======== RAW RECORDS

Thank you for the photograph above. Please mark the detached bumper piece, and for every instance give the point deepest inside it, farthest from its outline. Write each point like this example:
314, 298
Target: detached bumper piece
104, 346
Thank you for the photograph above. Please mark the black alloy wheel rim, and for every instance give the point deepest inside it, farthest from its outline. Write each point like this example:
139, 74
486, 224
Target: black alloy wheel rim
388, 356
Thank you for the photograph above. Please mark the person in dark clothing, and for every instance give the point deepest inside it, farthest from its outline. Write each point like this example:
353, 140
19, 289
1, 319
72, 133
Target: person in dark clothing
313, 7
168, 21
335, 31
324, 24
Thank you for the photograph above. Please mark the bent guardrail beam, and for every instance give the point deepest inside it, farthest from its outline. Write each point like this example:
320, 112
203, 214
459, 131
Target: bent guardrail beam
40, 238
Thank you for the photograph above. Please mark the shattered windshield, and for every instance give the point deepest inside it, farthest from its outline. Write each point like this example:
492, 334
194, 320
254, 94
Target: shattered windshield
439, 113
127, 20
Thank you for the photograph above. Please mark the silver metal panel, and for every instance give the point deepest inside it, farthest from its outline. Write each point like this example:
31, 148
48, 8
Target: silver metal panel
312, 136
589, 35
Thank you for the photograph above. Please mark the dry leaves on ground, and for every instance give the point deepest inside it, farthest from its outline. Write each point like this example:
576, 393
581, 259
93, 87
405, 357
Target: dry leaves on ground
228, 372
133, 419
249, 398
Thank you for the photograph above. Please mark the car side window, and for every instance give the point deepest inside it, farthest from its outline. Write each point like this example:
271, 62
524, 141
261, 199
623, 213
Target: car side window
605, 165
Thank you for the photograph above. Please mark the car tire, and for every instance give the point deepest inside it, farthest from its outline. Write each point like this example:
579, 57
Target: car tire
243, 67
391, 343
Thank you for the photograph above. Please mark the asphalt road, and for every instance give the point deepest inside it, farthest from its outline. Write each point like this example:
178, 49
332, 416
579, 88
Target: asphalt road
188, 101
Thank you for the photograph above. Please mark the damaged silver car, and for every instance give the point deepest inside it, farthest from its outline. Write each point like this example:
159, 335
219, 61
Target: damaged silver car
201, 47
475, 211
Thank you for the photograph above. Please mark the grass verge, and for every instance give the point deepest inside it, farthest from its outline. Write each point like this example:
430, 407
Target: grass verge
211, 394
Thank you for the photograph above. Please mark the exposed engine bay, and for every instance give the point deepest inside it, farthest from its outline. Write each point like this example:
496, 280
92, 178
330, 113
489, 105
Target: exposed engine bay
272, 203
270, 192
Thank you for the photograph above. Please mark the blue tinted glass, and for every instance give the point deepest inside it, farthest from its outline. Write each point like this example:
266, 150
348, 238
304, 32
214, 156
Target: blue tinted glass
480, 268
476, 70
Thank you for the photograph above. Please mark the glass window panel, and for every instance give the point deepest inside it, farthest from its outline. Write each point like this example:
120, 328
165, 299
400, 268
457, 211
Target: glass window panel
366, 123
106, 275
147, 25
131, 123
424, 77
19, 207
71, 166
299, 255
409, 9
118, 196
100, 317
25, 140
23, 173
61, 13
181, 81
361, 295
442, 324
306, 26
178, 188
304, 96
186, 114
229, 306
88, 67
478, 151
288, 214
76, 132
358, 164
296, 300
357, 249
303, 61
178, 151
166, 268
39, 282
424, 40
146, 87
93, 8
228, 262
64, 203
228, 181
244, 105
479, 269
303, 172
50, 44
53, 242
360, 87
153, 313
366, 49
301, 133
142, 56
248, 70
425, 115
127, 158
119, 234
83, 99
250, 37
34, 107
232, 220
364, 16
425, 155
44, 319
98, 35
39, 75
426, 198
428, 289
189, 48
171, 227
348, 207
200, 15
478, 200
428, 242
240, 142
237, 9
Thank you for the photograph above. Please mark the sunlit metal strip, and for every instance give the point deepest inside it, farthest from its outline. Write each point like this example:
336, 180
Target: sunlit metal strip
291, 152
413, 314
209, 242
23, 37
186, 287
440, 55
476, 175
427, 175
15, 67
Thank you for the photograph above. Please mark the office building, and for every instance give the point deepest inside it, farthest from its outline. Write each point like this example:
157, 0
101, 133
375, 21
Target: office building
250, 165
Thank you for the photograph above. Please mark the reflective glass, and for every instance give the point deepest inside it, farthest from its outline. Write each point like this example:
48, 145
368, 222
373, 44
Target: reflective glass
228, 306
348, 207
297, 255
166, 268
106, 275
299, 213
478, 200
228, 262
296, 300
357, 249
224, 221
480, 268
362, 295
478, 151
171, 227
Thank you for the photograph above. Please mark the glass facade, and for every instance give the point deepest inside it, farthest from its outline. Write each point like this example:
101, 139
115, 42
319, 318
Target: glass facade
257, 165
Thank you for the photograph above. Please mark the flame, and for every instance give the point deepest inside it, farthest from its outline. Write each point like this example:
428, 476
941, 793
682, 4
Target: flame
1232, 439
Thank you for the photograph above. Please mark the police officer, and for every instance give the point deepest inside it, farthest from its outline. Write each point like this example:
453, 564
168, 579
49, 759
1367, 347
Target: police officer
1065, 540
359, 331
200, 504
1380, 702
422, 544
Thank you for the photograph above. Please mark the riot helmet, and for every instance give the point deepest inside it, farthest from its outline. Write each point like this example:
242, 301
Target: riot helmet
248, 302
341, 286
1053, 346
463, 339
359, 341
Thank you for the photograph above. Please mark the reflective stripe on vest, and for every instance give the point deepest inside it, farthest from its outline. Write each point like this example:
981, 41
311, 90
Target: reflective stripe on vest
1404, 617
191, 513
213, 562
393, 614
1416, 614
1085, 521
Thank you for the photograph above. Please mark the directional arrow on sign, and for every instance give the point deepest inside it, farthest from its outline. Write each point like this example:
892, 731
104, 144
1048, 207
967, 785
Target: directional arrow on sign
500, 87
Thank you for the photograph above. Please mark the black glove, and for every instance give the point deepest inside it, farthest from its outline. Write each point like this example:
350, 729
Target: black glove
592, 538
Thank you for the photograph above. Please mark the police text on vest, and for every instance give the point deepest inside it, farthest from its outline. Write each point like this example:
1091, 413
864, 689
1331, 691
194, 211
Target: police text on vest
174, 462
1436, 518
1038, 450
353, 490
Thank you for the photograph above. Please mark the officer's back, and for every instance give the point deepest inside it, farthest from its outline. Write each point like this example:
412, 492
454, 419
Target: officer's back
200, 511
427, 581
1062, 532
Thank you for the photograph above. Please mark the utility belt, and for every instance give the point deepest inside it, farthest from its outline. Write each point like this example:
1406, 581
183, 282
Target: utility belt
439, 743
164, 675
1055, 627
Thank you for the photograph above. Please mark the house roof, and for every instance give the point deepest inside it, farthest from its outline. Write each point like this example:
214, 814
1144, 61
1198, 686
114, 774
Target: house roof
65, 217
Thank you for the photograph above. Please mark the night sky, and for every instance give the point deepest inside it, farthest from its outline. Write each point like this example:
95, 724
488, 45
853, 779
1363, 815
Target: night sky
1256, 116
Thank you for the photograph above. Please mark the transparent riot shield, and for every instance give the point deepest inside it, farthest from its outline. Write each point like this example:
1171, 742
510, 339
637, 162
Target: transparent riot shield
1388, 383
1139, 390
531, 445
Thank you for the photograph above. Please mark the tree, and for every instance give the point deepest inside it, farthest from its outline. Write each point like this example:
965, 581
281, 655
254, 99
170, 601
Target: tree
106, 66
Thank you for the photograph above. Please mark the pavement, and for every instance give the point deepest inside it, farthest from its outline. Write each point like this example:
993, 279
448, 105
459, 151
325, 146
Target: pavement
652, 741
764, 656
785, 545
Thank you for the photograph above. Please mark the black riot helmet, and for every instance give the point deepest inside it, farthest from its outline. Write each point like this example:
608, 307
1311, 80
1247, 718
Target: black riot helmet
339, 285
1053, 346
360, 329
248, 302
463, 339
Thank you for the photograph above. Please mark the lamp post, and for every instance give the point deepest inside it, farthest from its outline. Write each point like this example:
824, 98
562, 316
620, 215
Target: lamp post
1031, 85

================

WHAT THE EXERCISE ASKS:
Reproduce only the lines from the line containing "the pavement, and" to the last line of the material above, both of those lines included.

SOLUTION BELOW:
Thank you for the photograph above. Please mark the pavement, and for every instance give the point deepest inside it, farthest from its outline. Write each point like this example:
993, 279
448, 105
459, 151
325, 146
Target: pavement
652, 741
764, 656
785, 545
Thank you for the photograph above. Please mark the black riot helmet, and for every instance give the point deepest inside it, farthest from its outline. Write each point like this example:
608, 307
1311, 80
1247, 718
Target: black riot helmet
339, 285
1053, 346
360, 329
248, 302
463, 339
Thank you for the photograph above. Please mark the lamp post, and for every instance give the point deepest inside it, farthest from its outline. Write each point like this example:
824, 98
562, 316
620, 215
Target: lamp post
1031, 85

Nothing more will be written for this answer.